Restate the biographical passage from "On 21 November" up to and including "Church Fulop Kocsis.", swapping "Holy See press office" for "Vatican press office".

**Selected extract**
= = = =
On 21 November 2011, he was confirmed by the Pope Benedict XVI as an Curial Bishop of the Romanian Greek Catholic Major Archeparchy of Făgăraș and Alba Iulia and Titular Bishop of Mariamme. On 8 December 2011, he was consecrated as bishop by Cardinal Leonardo Sandri, Prefect of the Congregation for the Oriental Churches and other hierarchs of the Romanian Greek Catholic Church.

He was elected the head of the Romanian Greek-Catholic Church by the Synod of the Church on 5 November 2025 and confirmed by Pope Leo XIV at the same day, that was published by the Holy See press office on the next day.

He was enthroned as the Major Archbishop on 15 November 2025 in the Cathedral of the Holy trinity Blaj the ceremony was attended by the prefect for the Oriental Congregation Claudio Gugerotti as well as the Metropolitan of the Hungarian Greek Catholic Church Fulop Kocsis.
= = = =
**Data entries**
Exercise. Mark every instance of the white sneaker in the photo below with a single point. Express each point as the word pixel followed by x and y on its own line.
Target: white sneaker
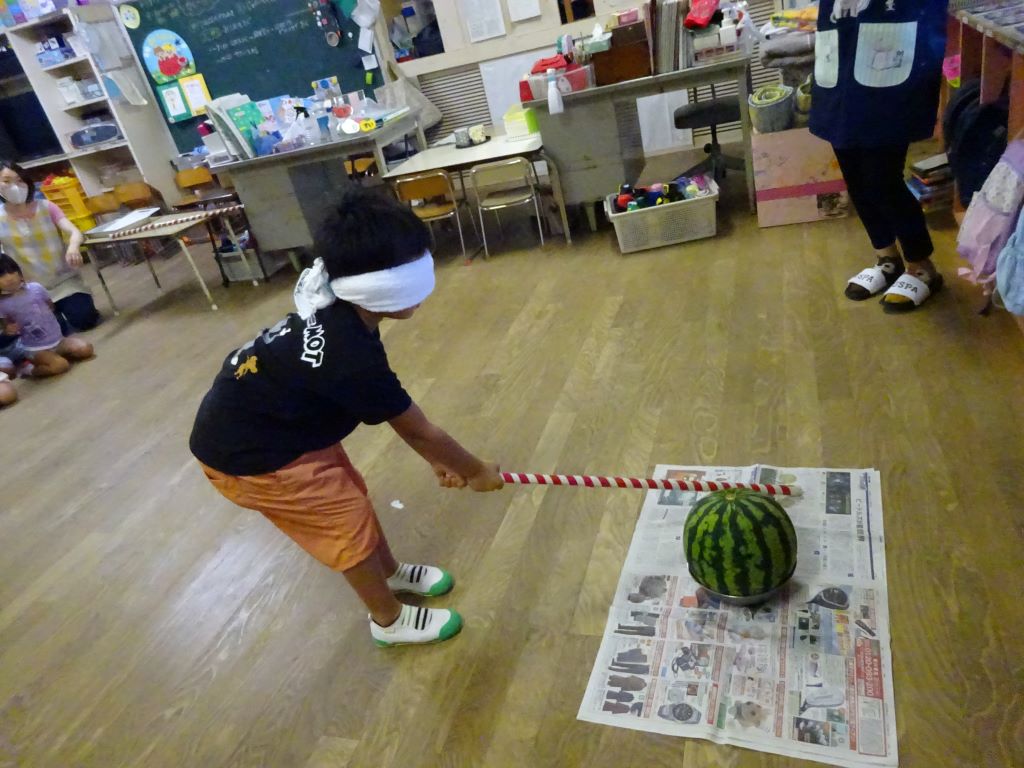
pixel 421 580
pixel 417 625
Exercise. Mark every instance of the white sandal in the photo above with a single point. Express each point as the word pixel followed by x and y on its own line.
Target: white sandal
pixel 913 288
pixel 875 280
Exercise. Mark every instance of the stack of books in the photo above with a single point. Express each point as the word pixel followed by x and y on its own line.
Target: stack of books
pixel 931 182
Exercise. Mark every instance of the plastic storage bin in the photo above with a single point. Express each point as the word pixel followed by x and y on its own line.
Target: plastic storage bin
pixel 67 194
pixel 567 81
pixel 666 224
pixel 84 223
pixel 519 122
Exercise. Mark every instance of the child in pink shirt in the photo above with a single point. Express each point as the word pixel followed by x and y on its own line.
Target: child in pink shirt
pixel 26 308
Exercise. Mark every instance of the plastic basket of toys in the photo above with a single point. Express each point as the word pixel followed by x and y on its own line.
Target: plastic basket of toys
pixel 67 194
pixel 663 221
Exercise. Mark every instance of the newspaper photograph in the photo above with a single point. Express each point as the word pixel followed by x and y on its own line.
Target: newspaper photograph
pixel 807 674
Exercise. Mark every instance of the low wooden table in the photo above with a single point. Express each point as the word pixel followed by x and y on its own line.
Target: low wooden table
pixel 450 158
pixel 159 227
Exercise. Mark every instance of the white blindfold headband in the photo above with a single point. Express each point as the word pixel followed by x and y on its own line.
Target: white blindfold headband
pixel 385 291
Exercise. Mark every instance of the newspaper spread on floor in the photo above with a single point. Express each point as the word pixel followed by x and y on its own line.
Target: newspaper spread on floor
pixel 806 675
= = = =
**Problem solution**
On 21 November 2011, he was confirmed by the Pope Benedict XVI as an Curial Bishop of the Romanian Greek Catholic Major Archeparchy of Făgăraș and Alba Iulia and Titular Bishop of Mariamme. On 8 December 2011, he was consecrated as bishop by Cardinal Leonardo Sandri, Prefect of the Congregation for the Oriental Churches and other hierarchs of the Romanian Greek Catholic Church.

He was elected the head of the Romanian Greek-Catholic Church by the Synod of the Church on 5 November 2025 and confirmed by Pope Leo XIV at the same day, that was published by the Vatican press office on the next day.

He was enthroned as the Major Archbishop on 15 November 2025 in the Cathedral of the Holy trinity Blaj the ceremony was attended by the prefect for the Oriental Congregation Claudio Gugerotti as well as the Metropolitan of the Hungarian Greek Catholic Church Fulop Kocsis.